> [Try it]: What follows is a set of records; repeat them exactly, without the pictures.

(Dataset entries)
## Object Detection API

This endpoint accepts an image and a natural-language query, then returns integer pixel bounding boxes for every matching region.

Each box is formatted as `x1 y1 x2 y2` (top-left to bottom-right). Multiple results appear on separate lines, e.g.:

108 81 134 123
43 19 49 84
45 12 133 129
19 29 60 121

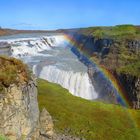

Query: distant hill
0 28 62 36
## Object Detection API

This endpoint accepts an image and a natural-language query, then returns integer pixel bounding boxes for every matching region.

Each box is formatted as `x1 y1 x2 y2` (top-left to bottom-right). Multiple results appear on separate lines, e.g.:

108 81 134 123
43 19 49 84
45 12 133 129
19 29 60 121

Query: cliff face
116 73 140 109
0 42 11 56
0 56 54 139
0 78 54 140
70 33 140 108
0 79 39 139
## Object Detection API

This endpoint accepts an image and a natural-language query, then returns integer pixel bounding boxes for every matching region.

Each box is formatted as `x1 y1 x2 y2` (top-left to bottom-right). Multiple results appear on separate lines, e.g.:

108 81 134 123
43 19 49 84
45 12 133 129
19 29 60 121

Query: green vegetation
0 135 7 140
117 61 140 77
78 25 140 77
94 25 137 39
0 56 31 93
80 25 140 39
38 79 140 140
104 42 140 76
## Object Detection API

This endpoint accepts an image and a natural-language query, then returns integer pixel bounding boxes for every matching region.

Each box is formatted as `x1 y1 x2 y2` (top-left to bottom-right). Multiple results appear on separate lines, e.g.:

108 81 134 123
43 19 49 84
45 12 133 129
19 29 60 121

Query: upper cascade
0 35 67 57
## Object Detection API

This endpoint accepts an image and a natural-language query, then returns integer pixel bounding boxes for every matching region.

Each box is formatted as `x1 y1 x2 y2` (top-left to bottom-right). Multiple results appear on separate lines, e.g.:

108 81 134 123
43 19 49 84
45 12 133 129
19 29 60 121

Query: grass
117 61 140 77
80 25 140 39
94 25 137 39
37 79 140 140
0 135 7 140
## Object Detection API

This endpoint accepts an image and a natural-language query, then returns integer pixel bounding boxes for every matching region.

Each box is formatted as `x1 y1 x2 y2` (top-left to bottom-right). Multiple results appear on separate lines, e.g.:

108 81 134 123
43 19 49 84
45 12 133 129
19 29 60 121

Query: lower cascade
35 65 98 100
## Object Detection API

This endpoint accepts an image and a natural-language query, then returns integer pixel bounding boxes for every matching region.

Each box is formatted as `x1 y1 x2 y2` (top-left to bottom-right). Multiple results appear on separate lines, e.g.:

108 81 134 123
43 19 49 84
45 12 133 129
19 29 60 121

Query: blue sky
0 0 140 30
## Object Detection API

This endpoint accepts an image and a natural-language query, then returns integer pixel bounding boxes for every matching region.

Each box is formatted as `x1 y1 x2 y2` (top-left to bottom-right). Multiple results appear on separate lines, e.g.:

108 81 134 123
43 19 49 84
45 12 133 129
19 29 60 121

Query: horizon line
1 24 140 31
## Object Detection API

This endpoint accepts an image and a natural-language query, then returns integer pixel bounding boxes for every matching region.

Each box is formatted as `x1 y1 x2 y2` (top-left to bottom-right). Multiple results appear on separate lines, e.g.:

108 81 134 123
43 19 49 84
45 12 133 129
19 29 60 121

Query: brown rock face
0 80 40 139
39 108 54 139
0 78 56 140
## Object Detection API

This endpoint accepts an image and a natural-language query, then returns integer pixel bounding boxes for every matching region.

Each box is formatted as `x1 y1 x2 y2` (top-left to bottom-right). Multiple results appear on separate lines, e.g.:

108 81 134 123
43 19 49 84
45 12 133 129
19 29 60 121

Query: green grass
37 79 140 140
94 25 137 38
117 61 140 77
0 135 7 140
80 25 140 39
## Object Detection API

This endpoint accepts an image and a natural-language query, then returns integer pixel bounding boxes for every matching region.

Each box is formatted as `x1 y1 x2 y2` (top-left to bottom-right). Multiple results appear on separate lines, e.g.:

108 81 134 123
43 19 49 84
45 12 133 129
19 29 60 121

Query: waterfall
0 34 99 100
34 65 98 100
3 35 66 57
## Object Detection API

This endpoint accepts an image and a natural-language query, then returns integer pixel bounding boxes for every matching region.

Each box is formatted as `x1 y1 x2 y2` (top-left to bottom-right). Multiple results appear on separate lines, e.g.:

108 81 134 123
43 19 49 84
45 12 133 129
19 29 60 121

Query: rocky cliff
68 29 140 108
0 56 54 140
0 78 55 140
0 79 38 139
116 73 140 109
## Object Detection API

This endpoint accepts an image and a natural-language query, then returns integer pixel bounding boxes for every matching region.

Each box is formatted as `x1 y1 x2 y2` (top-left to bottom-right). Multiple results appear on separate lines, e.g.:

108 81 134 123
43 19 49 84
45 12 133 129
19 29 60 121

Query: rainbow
63 33 131 108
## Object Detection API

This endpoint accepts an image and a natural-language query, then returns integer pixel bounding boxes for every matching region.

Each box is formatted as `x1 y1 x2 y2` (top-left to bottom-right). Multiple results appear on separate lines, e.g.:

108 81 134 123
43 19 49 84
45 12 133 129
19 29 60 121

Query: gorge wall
0 32 139 108
68 32 140 108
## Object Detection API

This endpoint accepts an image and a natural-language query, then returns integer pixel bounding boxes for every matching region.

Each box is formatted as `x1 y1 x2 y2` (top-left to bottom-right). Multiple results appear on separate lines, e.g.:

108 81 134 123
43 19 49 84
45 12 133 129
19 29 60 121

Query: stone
0 80 40 139
40 108 54 139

> [Solution to the problem]:
## Object Detection API

This endpoint accepts an image and a natural-language query, then returns integer pixel bounding boxes for every matching region.

Each box is formatted as `x1 y1 x2 y2` (top-left to bottom-right). Multiple results appear on separate lines, e.g.:

108 81 134 123
43 19 49 84
45 12 133 129
19 29 60 121


Query: distant hill
0 28 62 36
## Object Detection API

This endpoint accepts an image and a natural-language query, then returns integer pixel bounding boxes for every matching region.

Each box is formatted as `x1 y1 x2 y2` (top-left to bottom-right). Multiple results appear on separate lines, e.g.:

108 81 134 123
43 19 49 84
45 12 133 129
19 29 60 121

Query: cliff face
116 73 140 109
0 42 11 56
0 56 54 139
0 78 54 140
70 33 140 108
0 79 39 139
## Object Detection API

This endpoint accepts an image and a natural-language query, then returns integer pixel bounding boxes for every matching region.

Each box is formatted as `x1 y1 x2 y2` (top-left to bottom-right). Multiple results appear on separate lines, e.g.:

108 81 134 123
43 19 49 84
45 12 133 129
19 29 60 121

Query: green vegetation
0 135 7 140
117 61 140 77
78 25 140 77
94 25 137 39
0 56 31 93
80 25 140 39
38 79 140 140
104 42 140 76
## Object Detection API

This endpoint accepts an image and a natural-language query, then returns integer pixel bounding boxes for every matching region.

Each box is formatted as `x1 y1 x2 y2` (top-left to bottom-right). Multiple results appear on separate lines, e.g.:

108 81 134 123
43 19 49 84
45 12 133 129
19 29 60 121

Query: upper cascade
0 35 67 57
## Object Detection API

This endpoint accepts an image and a natural-language query, then returns integer pixel bounding boxes for every matching region.

Each box is formatted as `x1 y1 x2 y2` (top-left to bottom-right). Multiple results appear on separate lines, e.g.:

108 81 134 123
43 19 49 84
45 12 133 129
19 29 60 121

Query: grass
117 61 140 77
80 25 140 39
94 25 137 39
37 79 140 140
0 135 7 140
## Object Detection API

This endpoint accepts an image and a natural-language query, then returns integer pixel bounding boxes for every matching region.

Each box is formatted as `x1 y1 x2 y2` (top-left to bottom-right). Multiple results appear on separate lines, e.g.:

108 81 134 123
43 19 49 84
45 12 133 129
19 29 60 121

Query: lower cascade
35 65 98 100
## Object Detection API

This endpoint accepts an image and a natural-language query, then returns integer pixel bounding boxes for every matching region.

Each box is formatted as `x1 y1 x2 y2` (top-left to bottom-right). Multiple results appear on separate lines, e.g.:

108 81 134 123
43 19 49 84
45 12 133 129
19 29 60 121

Query: blue sky
0 0 140 30
## Object Detection API

This endpoint accepts an image and a natural-language query, then returns integer pixel bounding boxes for every matching region.

Each box is formatted as `x1 y1 x2 y2` (top-left to bottom-right). Multiple results appear on separate lines, e.g.:

108 81 134 123
43 19 49 84
45 12 133 129
19 29 60 121

Query: horizon line
1 24 140 31
## Object Detection API

This endpoint accepts an image and a natural-language query, then returns integer pixel bounding boxes for every matching region.

Each box is formatted as `x1 y1 x2 y2` (top-left to bottom-right). Multiple results appear on separate lines, e.g.:

108 81 134 123
43 19 49 84
45 12 133 129
19 29 60 121

Query: brown rock face
0 80 40 139
39 108 54 139
0 78 56 140
## Object Detection API

This endpoint accepts an image and a natural-language query, then returns integer pixel bounding boxes for every matching region.

Each box is formatted as `x1 y1 x2 y2` (top-left to bottom-right). Multiple results appear on separate lines, e.g.:

108 81 134 123
43 19 49 84
45 12 133 129
19 29 60 121

Query: green grass
37 79 140 140
94 25 137 38
117 61 140 77
0 135 7 140
80 25 140 39
## Object Detection API

This endpoint accepts an image and a natural-language query, then returns integer pixel bounding boxes for every matching region.

Each box is formatted as `x1 y1 x2 y2` (top-left to bottom-right). Multiple results appear on separate lines, e.g.:

108 81 134 123
43 19 49 84
45 12 133 129
19 29 60 121

Query: waterfall
0 34 99 100
34 65 98 100
3 35 66 57
## Object Detection API

This endpoint accepts an image and a natural-language query, then returns integer pixel bounding boxes for every matching region.

Each box is formatted as `x1 y1 x2 y2` (top-left to bottom-right). Multiple results appear on separate lines, e.g.:

108 81 134 123
43 19 49 84
45 12 133 129
19 29 60 121

Query: rocky cliff
68 29 140 108
0 56 54 140
0 78 55 140
0 79 38 139
116 73 140 109
## Object Detection API

This endpoint accepts an image and a natural-language query, then returns integer pixel bounding boxes for every matching region.

Each box is formatted as `x1 y1 x2 y2` (top-left to bottom-right). Multiple results appear on separate lines, e.g.:

108 81 134 123
43 19 49 84
45 12 133 129
19 29 60 121

Query: rainbow
63 33 131 108
## Object Detection API

This endpoint accepts an image and a natural-language query, then returns integer pixel bounding boxes for every matching region.

Each box is formatted as `x1 y1 x2 y2` (top-left to bottom-right). Multiple results appear on separate lines, e.g.:

108 81 134 123
43 19 49 84
45 12 133 129
19 29 60 121

Query: gorge wall
0 32 139 108
68 32 140 108
## Object Detection API

This endpoint accepts an image and a natural-language query, then returns integer pixel bounding boxes for every matching region.

Each box is formatted as `x1 y1 x2 y2` (top-left to bottom-right). Multiple results appear on separate lines, e.g.:

108 81 134 123
43 19 49 84
45 12 133 129
19 29 60 121

Query: stone
0 80 40 139
40 108 54 139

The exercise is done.